THE REQUEST:
Edit the entries below by replacing "even-odd" with "nonzero winding" wherever it occurs, leaving every other line unchanged. Omit the pictures from your answer.

(Segmentation dataset excerpts)
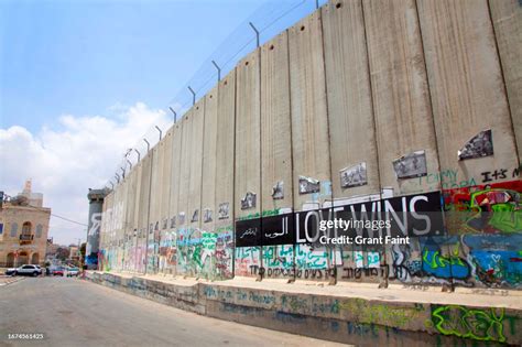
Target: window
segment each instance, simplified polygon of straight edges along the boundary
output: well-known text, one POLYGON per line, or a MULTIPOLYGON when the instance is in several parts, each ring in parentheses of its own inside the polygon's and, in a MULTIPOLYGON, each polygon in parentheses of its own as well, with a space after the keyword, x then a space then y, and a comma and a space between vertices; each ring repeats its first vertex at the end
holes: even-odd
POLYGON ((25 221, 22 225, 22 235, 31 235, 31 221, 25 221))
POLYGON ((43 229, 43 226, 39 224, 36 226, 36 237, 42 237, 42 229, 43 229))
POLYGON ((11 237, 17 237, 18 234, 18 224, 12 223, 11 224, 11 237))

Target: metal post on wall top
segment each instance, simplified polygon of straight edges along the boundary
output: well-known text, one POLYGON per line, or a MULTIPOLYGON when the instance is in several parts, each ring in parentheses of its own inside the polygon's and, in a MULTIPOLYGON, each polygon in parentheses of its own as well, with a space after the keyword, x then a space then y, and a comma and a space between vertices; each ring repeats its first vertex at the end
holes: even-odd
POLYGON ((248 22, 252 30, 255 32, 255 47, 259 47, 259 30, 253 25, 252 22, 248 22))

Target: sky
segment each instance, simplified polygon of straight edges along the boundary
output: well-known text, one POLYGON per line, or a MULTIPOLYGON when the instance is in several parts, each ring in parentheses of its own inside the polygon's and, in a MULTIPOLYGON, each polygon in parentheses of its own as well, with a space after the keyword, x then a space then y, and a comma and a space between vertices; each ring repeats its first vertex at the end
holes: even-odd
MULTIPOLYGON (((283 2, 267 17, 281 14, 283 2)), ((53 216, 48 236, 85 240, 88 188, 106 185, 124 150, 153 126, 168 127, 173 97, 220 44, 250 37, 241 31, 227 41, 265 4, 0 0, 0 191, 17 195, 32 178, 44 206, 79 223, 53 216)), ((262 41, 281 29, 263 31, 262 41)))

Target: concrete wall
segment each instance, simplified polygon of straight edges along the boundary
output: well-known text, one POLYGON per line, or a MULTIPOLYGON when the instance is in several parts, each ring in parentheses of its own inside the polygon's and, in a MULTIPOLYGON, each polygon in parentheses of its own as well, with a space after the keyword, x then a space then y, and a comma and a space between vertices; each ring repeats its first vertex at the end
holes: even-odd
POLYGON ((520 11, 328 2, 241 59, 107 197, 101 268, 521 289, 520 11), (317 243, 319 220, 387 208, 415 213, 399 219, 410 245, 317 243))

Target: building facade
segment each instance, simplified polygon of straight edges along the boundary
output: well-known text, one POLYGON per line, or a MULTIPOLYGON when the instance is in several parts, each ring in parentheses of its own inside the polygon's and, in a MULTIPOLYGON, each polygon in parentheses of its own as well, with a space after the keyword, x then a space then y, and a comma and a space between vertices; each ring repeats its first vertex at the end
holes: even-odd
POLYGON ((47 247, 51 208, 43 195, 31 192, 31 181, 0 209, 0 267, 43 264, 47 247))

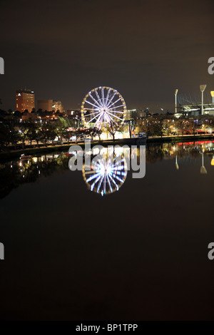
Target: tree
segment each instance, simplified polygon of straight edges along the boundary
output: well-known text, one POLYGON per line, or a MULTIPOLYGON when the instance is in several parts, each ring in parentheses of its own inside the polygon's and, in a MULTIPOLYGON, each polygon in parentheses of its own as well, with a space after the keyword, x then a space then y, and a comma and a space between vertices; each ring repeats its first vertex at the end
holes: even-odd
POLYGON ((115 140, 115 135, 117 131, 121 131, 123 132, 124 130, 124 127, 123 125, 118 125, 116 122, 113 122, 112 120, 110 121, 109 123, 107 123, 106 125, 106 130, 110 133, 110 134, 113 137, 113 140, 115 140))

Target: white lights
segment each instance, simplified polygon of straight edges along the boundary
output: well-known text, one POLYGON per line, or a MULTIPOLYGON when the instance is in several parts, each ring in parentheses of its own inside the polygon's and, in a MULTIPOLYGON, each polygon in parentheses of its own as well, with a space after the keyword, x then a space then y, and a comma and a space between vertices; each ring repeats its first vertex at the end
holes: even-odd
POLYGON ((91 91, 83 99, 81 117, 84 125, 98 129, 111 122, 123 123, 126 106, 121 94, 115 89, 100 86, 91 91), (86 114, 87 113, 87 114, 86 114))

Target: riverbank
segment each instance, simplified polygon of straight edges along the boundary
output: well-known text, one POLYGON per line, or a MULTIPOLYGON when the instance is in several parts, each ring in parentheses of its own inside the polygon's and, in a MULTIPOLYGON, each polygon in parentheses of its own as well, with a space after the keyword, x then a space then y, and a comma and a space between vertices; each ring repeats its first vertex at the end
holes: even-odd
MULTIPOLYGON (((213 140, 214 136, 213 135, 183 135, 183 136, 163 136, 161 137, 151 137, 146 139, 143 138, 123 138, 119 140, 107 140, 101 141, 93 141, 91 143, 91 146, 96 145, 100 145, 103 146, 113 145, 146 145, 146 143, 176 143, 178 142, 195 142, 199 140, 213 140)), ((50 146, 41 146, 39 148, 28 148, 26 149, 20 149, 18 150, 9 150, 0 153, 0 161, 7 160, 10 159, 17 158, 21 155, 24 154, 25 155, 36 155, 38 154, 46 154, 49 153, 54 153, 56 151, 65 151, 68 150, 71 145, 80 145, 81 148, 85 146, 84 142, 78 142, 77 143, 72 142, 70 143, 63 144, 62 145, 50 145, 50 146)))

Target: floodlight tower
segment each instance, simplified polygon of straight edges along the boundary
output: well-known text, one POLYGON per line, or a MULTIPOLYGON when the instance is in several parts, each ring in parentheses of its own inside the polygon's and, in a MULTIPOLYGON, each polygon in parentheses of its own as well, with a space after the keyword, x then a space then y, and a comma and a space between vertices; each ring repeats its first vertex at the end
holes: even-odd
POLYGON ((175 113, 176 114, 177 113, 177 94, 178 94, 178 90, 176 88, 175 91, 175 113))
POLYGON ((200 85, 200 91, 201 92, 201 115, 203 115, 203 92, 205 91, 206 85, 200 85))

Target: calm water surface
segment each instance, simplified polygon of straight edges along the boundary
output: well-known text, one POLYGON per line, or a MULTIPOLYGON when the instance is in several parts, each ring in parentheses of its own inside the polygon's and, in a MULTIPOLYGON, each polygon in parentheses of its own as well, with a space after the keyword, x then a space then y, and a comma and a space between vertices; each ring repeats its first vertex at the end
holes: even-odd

RESULT FOR THIS EXERCISE:
Target: window
segment each instance, simplified polygon of straight edges along the boundary
output: well-known text, one POLYGON per line, or a MULTIPOLYGON when the instance is in several parts, each ring in parentheses of its own inside the polygon's and, in a MULTIPOLYGON, each polygon in parentheses of its own as well, with a space after the keyword, x then a space then y, and a comma and a space between vertices; each ring repeats its first vertex at the end
holes: nonzero winding
POLYGON ((25 221, 22 225, 22 235, 31 235, 31 221, 25 221))
POLYGON ((43 229, 43 226, 39 224, 36 226, 36 237, 42 237, 42 229, 43 229))
POLYGON ((11 237, 17 237, 18 234, 18 224, 12 223, 11 224, 11 237))

Target: metal post on wall top
segment each instance, simplified polygon of straight edges along the boundary
output: well-known text, one POLYGON per line, or a MULTIPOLYGON when the instance is in several parts, each ring in parentheses of its own inside the polygon's and, in a MULTIPOLYGON, each polygon in parentheses of its own as well, with a space after the keyword, x then a space then y, and a comma and a space between vertices; each ring repeats its first vertex at the end
holes: nonzero winding
POLYGON ((248 22, 252 30, 255 32, 255 47, 259 47, 259 30, 253 25, 252 22, 248 22))

Target: sky
segment each instance, simplified polygon of straight edges along the boundary
output: well-known text, one POLYGON per line, or a MULTIPOLYGON when the instance is in several parts, each ring in parentheses of its own inside the polygon's and, in a MULTIPOLYGON, each polygon in parentheses of its own as well, with a space after the keyword, x then a space then y, and a comma and a space between vertices; each ring repeats its first vertex at the end
holes: nonzero winding
MULTIPOLYGON (((283 2, 267 17, 281 14, 283 2)), ((53 216, 48 236, 85 240, 88 188, 106 185, 124 150, 153 126, 168 127, 173 97, 220 44, 250 37, 241 31, 227 41, 265 4, 0 0, 0 191, 17 195, 32 178, 44 206, 79 223, 53 216)), ((262 41, 281 29, 263 31, 262 41)))

Target: concrete wall
segment each instance, simplified polygon of straight edges along the boundary
output: well-known text, one POLYGON per line, or a MULTIPOLYGON when the instance is in several parts, each ring in parentheses of its own inside the polygon's and, in a MULTIPOLYGON, each polygon in parentheses of its own as well, with a space after the keyword, x then a space then y, and a comma and a space between vertices; each ring repeats its first vertex at the end
holes: nonzero winding
POLYGON ((520 11, 328 2, 241 59, 107 197, 101 268, 521 289, 520 11), (317 243, 319 220, 387 208, 415 213, 399 219, 410 245, 317 243))

Target: building facade
segment each instance, simplified polygon of straight edges along the boundary
output: well-known text, one POLYGON per line, or a MULTIPOLYGON when the instance is in several parts, each ring in parentheses of its own inside the polygon's and, in a MULTIPOLYGON, each polygon in parentheses of its own as well, with a space after the keyword, x then a space then y, and a comma and a space between vertices; each ring repeats its first vertex at the end
holes: nonzero winding
POLYGON ((47 247, 51 208, 43 195, 31 192, 31 181, 0 209, 0 267, 43 264, 47 247))

Target: tree
segment each instance, simplified polygon of straight edges along the boundary
output: well-known text, one POLYGON per line, or a MULTIPOLYGON when the instance is in several parts, each ring in parentheses of its own inside the polygon's and, in a MULTIPOLYGON, each polygon in parentheses of its own as well, with a space after the keyword, x then a space then y, and a comma and a space between vertices; each ring repeats its first vertex at the end
holes: nonzero winding
POLYGON ((115 140, 115 135, 117 131, 121 131, 123 132, 124 130, 124 127, 123 125, 118 125, 116 122, 113 122, 112 120, 110 121, 109 123, 107 123, 106 125, 106 130, 110 133, 110 134, 113 137, 113 140, 115 140))

Target: white lights
segment each instance, simplified polygon of straight edges along the boundary
output: well-known text, one POLYGON per line, or a MULTIPOLYGON when the instance is in several parts, each ring in parentheses of its own inside the polygon's and, in a MULTIPOLYGON, each polygon in parentheses of its own as well, with a space after the keyword, x then a space then y, and a comma and a space between vertices; each ring repeats its first vertex at the end
holes: nonzero winding
POLYGON ((91 91, 83 99, 81 117, 84 125, 98 129, 111 122, 123 123, 126 106, 121 94, 115 89, 100 86, 91 91), (86 114, 87 113, 87 114, 86 114))

Target: riverbank
segment each instance, simplified polygon of straight edges along the boundary
output: well-known text, one POLYGON per line, or a MULTIPOLYGON when the instance is in several parts, each ring in parentheses of its own inside the polygon's and, in a MULTIPOLYGON, each polygon in parentheses of its own as well, with a space after the keyword, x then a space then y, and a comma and a space between vertices; each ring repeats its first vertex at the end
holes: nonzero winding
MULTIPOLYGON (((213 140, 214 136, 213 135, 183 135, 183 136, 163 136, 161 137, 151 137, 146 139, 143 138, 123 138, 119 140, 107 140, 101 141, 93 141, 91 143, 91 146, 96 145, 100 145, 103 146, 113 145, 146 145, 146 143, 176 143, 178 142, 195 142, 199 140, 213 140)), ((50 146, 41 146, 39 148, 28 148, 26 149, 20 149, 18 150, 9 150, 0 153, 0 161, 7 160, 10 159, 17 158, 21 155, 24 154, 25 155, 36 155, 38 154, 46 154, 49 153, 54 153, 56 151, 65 151, 68 150, 71 145, 80 145, 81 148, 85 146, 84 142, 78 142, 77 143, 72 142, 70 143, 63 144, 62 145, 50 145, 50 146)))

Target: floodlight tower
segment each instance, simplified polygon of straight edges along the boundary
output: well-known text, one POLYGON per line, or a MULTIPOLYGON when the instance is in several parts, each ring in parentheses of its own inside the polygon's and, in a MULTIPOLYGON, each polygon in parentheses of its own as well, with a space after the keyword, x then a space then y, and a comma and a space between vertices; each ring repeats its first vertex at the end
holes: nonzero winding
POLYGON ((175 113, 176 114, 177 113, 177 94, 178 94, 178 90, 176 88, 175 91, 175 113))
POLYGON ((200 85, 200 91, 201 92, 201 115, 203 115, 203 92, 205 91, 206 85, 200 85))

Target: calm water surface
segment each instance, simplified polygon of straight edges along the boundary
output: well-known text, one POLYGON per line, or a MULTIPOLYGON when the instance is in several parts, each ring in parentheses of its own inside the polygon's and, in a MULTIPOLYGON, each polygon in parentheses of its own as well, with a space after the keyword, x then a space then y, and a comma and a space between vertices; each ring repeats its first vertex at the end
holes: nonzero winding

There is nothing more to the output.